┏━━

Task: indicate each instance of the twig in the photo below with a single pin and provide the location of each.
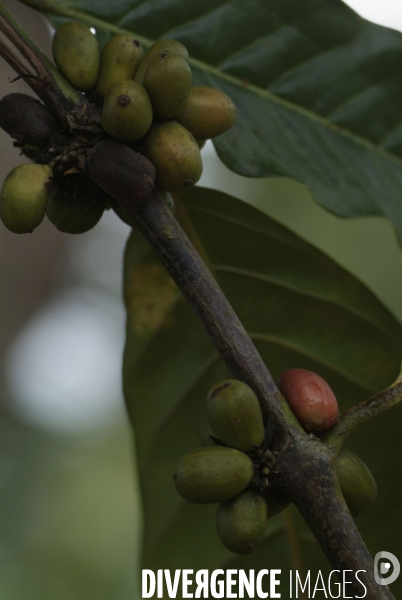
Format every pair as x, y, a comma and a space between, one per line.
365, 413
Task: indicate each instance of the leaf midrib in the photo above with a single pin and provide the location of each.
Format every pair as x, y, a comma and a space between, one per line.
59, 9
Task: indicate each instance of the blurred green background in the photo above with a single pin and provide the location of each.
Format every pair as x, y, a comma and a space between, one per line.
70, 523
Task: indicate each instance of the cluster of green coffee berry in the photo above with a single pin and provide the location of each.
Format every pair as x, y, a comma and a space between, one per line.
234, 467
147, 102
231, 467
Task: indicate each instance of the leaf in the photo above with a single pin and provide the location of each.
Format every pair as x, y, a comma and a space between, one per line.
300, 308
317, 88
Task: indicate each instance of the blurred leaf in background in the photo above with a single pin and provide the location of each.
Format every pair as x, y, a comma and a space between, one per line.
301, 309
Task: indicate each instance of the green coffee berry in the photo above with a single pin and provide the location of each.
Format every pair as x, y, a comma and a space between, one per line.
75, 203
119, 60
76, 54
235, 415
23, 197
175, 154
167, 80
127, 111
165, 46
209, 475
241, 522
358, 486
207, 113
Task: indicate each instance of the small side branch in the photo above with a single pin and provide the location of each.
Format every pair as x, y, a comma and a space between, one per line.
364, 413
211, 307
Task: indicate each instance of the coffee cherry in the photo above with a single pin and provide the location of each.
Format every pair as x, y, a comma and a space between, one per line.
23, 197
358, 486
75, 203
127, 111
212, 474
167, 80
119, 60
207, 113
234, 413
123, 173
241, 522
162, 46
76, 54
26, 120
175, 154
310, 398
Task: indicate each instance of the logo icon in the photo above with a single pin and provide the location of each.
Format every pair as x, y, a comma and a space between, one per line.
382, 565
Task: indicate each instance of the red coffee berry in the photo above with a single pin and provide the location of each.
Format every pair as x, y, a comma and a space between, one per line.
310, 398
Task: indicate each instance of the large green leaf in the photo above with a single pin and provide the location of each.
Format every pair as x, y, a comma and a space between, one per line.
317, 88
300, 308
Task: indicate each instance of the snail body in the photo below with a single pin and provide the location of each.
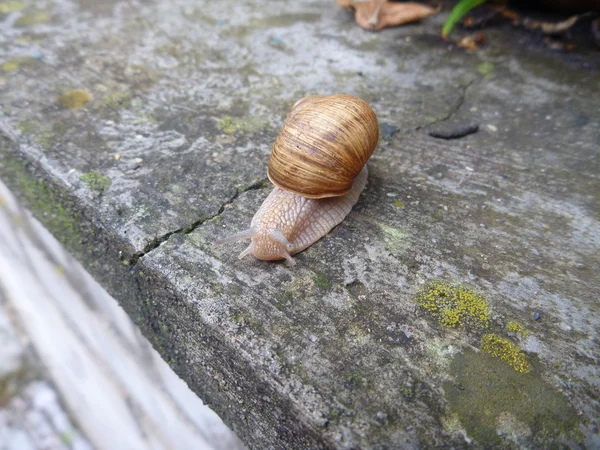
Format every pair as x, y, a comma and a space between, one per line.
318, 167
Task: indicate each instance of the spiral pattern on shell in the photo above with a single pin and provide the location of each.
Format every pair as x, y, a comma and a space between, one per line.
324, 144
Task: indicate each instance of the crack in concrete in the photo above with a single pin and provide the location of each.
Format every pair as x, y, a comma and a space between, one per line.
158, 241
455, 108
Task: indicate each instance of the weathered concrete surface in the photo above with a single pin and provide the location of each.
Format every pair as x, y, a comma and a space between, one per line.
334, 352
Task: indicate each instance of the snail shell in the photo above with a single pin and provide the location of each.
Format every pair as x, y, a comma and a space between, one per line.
318, 167
324, 144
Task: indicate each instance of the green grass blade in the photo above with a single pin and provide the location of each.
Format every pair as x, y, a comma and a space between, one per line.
458, 12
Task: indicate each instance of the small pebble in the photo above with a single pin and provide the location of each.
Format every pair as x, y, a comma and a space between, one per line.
455, 133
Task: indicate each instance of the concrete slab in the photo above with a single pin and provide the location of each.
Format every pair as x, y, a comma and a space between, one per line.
140, 132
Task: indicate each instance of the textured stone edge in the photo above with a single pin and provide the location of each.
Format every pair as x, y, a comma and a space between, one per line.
227, 382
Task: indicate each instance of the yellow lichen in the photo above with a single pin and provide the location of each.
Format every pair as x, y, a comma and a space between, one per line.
455, 306
516, 327
507, 351
76, 98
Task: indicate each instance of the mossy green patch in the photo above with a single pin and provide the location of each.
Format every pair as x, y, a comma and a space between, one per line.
96, 181
11, 6
505, 350
247, 124
455, 306
47, 203
74, 99
485, 392
321, 281
516, 327
396, 240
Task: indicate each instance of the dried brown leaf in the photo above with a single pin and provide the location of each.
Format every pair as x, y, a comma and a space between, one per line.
379, 14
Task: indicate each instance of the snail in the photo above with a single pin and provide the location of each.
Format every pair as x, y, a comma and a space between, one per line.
318, 167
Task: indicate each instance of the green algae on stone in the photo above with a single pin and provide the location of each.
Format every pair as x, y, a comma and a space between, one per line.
516, 327
396, 240
11, 66
11, 6
74, 99
247, 124
33, 17
454, 306
500, 407
117, 100
96, 181
485, 68
505, 350
48, 204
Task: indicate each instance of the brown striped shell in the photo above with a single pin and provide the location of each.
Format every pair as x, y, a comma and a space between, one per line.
324, 144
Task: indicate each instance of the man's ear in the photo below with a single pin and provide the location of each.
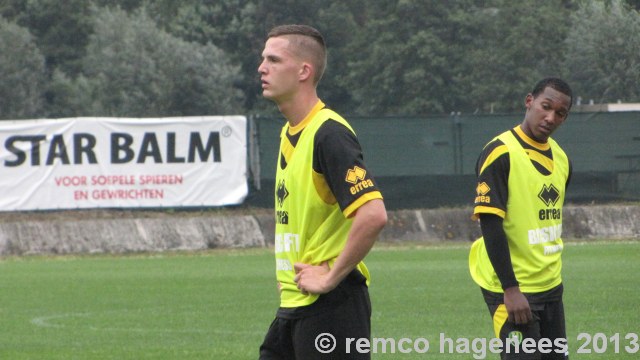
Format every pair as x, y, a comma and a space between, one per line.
306, 72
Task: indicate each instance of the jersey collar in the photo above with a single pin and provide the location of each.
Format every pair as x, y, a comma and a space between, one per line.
530, 141
307, 119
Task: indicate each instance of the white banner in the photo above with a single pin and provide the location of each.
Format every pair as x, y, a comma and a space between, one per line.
123, 163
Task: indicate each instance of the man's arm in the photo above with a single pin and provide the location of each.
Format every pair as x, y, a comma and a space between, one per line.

┗━━

REQUIRED WORK:
Return all lines of the data in which the string "blurred" appears.

SOLUTION TO THE EXERCISE:
Task: indicate each instance of the blurred green background in the photo above with a single pin and provide the location of each.
Task: indicate each instance of the blurred leaf in background in the photo above with a single pin and provide the location of each.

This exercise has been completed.